Could you give the records below again exactly as they stand?

=== Material for the task ===

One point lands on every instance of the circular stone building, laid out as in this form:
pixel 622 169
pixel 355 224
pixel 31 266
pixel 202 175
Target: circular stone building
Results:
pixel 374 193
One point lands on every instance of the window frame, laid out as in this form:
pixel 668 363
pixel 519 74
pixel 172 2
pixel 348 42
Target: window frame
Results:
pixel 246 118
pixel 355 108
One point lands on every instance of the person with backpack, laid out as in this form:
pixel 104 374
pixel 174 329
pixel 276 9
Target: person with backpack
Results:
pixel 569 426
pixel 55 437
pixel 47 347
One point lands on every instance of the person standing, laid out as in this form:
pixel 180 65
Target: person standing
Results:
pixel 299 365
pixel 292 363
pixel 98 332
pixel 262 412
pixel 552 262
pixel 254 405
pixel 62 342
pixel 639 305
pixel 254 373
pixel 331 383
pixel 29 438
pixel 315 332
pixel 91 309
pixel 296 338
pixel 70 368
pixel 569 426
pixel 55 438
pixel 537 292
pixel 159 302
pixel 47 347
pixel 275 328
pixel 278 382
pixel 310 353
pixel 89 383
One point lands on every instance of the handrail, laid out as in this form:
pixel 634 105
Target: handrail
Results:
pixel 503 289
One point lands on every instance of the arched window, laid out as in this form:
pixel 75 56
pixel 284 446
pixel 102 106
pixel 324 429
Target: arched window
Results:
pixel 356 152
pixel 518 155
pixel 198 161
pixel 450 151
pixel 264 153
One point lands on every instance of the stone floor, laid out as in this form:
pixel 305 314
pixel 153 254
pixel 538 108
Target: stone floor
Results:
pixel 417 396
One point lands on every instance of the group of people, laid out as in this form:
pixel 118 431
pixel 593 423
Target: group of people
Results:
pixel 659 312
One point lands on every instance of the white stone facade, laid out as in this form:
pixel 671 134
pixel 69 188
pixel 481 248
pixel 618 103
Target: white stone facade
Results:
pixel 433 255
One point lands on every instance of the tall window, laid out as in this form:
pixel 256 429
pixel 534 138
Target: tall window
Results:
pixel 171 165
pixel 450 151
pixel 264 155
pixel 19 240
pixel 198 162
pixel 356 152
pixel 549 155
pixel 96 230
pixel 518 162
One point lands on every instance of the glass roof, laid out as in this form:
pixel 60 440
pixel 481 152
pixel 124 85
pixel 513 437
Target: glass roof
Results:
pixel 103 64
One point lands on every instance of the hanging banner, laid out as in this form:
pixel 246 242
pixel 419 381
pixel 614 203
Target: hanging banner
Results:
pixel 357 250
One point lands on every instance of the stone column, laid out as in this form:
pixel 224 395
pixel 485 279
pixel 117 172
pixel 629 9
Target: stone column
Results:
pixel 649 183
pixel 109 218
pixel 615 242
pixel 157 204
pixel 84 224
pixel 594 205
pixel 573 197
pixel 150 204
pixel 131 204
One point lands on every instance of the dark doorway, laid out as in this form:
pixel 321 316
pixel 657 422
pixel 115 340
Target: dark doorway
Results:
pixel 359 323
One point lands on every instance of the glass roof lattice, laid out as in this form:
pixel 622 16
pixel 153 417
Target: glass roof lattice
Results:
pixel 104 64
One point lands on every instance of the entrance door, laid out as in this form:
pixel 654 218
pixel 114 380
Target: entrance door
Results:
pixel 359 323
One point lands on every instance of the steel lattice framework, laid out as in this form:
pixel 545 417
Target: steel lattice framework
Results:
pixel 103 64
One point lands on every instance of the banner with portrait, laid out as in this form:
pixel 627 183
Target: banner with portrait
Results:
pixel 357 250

===

# Answer space:
One point lands on every instance of the circular stone building, laid out as in this form:
pixel 622 169
pixel 355 224
pixel 31 266
pixel 202 175
Target: circular stone building
Results:
pixel 374 193
One point lands on every instance of the window frame, laid out as in this form:
pixel 668 363
pixel 519 74
pixel 172 2
pixel 348 42
Target: window frame
Results:
pixel 246 118
pixel 355 108
One point lands on every instance of the person with backpack, laid out as in this form:
pixel 104 374
pixel 174 329
pixel 276 9
Target: person with backpack
Results:
pixel 569 426
pixel 55 437
pixel 47 347
One point lands on every instance of the person standing, laid out as in this form:
pixel 180 65
Target: person standing
Results:
pixel 299 365
pixel 292 363
pixel 98 332
pixel 262 412
pixel 552 262
pixel 254 405
pixel 62 342
pixel 639 305
pixel 254 373
pixel 331 383
pixel 29 438
pixel 315 332
pixel 91 309
pixel 296 338
pixel 70 368
pixel 569 426
pixel 55 438
pixel 537 292
pixel 159 302
pixel 47 347
pixel 275 328
pixel 278 382
pixel 310 353
pixel 89 383
One point lands on every instance of the handrail, laid out as in this form:
pixel 634 105
Target: handrail
Results:
pixel 503 289
One point lands on every instance of the arched window, laid out as in this form:
pixel 75 56
pixel 284 446
pixel 102 106
pixel 324 429
Target: arched window
Results:
pixel 356 152
pixel 518 155
pixel 198 161
pixel 450 151
pixel 264 153
One point lands on every instance of the stone floor, laid out as in this form:
pixel 305 314
pixel 153 254
pixel 538 108
Target: stone floor
Results:
pixel 417 396
One point lands on every instance of the group of people, laid out as in this form:
pixel 118 431
pixel 593 423
Target: group of people
Results:
pixel 659 312
One point lands on every instance of the white stone facade, laid out as in this form:
pixel 671 134
pixel 69 188
pixel 481 248
pixel 618 103
Target: white stone facade
Results:
pixel 433 255
One point lands on every instance of the tall window, laid out as in this form:
pixel 256 429
pixel 534 138
Target: tall window
Results:
pixel 171 165
pixel 450 151
pixel 264 155
pixel 19 240
pixel 198 162
pixel 356 152
pixel 549 155
pixel 96 230
pixel 518 162
One point lands on every instance of the glass roof, laid out as in this form:
pixel 60 440
pixel 481 152
pixel 124 85
pixel 513 437
Target: glass roof
Results:
pixel 103 64
One point lands on every instance of the hanging banner, laid out as in this form:
pixel 246 242
pixel 419 381
pixel 614 203
Target: hanging banner
Results:
pixel 357 250
One point lands on every instance of the stone column, laid out as in this form:
pixel 224 395
pixel 485 279
pixel 117 172
pixel 629 9
Target: stone column
Results:
pixel 649 183
pixel 109 218
pixel 615 242
pixel 157 204
pixel 84 224
pixel 594 205
pixel 573 197
pixel 150 204
pixel 131 204
One point lands on every instance of the dark doorway, laid out as in this form:
pixel 321 316
pixel 657 422
pixel 115 340
Target: dark doorway
Results:
pixel 359 323
One point lands on every instance of the glass roof lattice, laid out as in this form:
pixel 622 16
pixel 153 417
Target: glass roof lattice
Results:
pixel 104 64
One point lands on every instance of the entrance door, laid out as in this form:
pixel 654 218
pixel 114 380
Target: entrance door
Results:
pixel 359 323
One point lands on every instance of the steel lattice framework, laid out as in this form:
pixel 545 417
Target: steel lattice framework
Results:
pixel 103 64
One point lands on every instance of the banner with portrait, laid out as in this form:
pixel 627 183
Target: banner with portrait
Results:
pixel 357 250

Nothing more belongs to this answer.